→ **Work item A**:
In the passage on raphe nuclei and odor coding, what imaging method did the authors use to record mitral and tufted cells?
→ **Work item B**:
Return the stretch of the passage on raphe nuclei and odor coding from "The serotonergic raphe" through "at multiple timescales.", copied word for word.
→ **Work item C**:
Write the next part of the passage on raphe nuclei and odor coding, picking up after its final sentence.

→ **Selected extract**:
════════════════
The serotonergic raphe nuclei have been implicated in regulating neural circuits that produce nearly all types of behavior, including cognitive, motor and social, and are strongly linked to slower timescale changes in mood and mental health. However, increasing evidence suggests that the raphe nuclei are capable of broadcasting phasic, temporally precise signals that regulate information processing on fast, subsecond timescales. Projections from the raphe nuclei terminate throughout the brain and influence neural processing even in early sensory areas. On page 271, Kapoor and colleagues demonstrate that phasic raphe nuclei activation leads to rapid changes in odor coding in the olfactory system. As depicted in the image of the tortoise and the hare (right), these data support the emerging notion that the raphe nuclei affect information processing at multiple timescales.

The olfactory bulb processes incoming odor signals, performing operations that include normalization and contrast enhancement, before sending information to downstream regions via mitral and tufted cell axons. Using two-photon imaging of mitral and tufted cells in vivo, the authors show that activation of raphe nuclei triggers distinct changes in these olfactory bulb output channels. Raphe stimulation sensitized tufted cells, generally enhancing odor-driven activity. On the other hand, it led to bidirectional modulation of mitral cell responses, which improved pattern separation of similar odors. The distinct effects on tufted versus mitral cells provide strong clues to functional differences between the two olfactory bulb output channels. Although the authors did not examine behavioral consequences in this study, it is tempting to speculate that these effects would simultaneously improve odor detection and discrimination.
════════════════
→ **Listed entries**:
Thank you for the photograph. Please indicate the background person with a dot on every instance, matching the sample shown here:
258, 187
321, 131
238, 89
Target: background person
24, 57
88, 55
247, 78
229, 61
════════════════
→ **Answer box A**:
Two-photon imaging in vivo.

→ **Answer box B**:
The serotonergic raphe nuclei have been implicated in regulating neural circuits that produce nearly all types of behavior, including cognitive, motor and social, and are strongly linked to slower timescale changes in mood and mental health. However, increasing evidence suggests that the raphe nuclei are capable of broadcasting phasic, temporally precise signals that regulate information processing on fast, subsecond timescales. Projections from the raphe nuclei terminate throughout the brain and influence neural processing even in early sensory areas. On page 271, Kapoor and colleagues demonstrate that phasic raphe nuclei activation leads to rapid changes in odor coding in the olfactory system. As depicted in the image of the tortoise and the hare (right), these data support the emerging notion that the raphe nuclei affect information processing at multiple timescales.

→ **Answer box C**:
Through an elegant series of in vitro electrophysiology, optogenetics and pharmacology experiments, the authors next dissected the cellular and synaptic mechanisms underlying the rapid changes in odor coding. They found that raphe activation exerted both excitatory and inhibitory influences on mitral and tufted cells through dual release of glutamate and serotonin, respectively. Notably, the inhibitory effects of raphe activation were polysynaptic, suggesting that serotonin may exert its direct influence on GABAergic microcircuits in the bulb.

In summary, the authors demonstrated that raphe nuclei activation regulates early olfactory information processing on a subsecond timescale through dual release of glutamate and serotonin in the olfactory bulb. Beyond the olfactory bulb, the raphe nuclei exert control over widely distributed brain networks. It will be critical for future work to examine how these rapid changes in sensory processing are coordinated with modulation of other brain networks, including regions involved in affect and reward processing.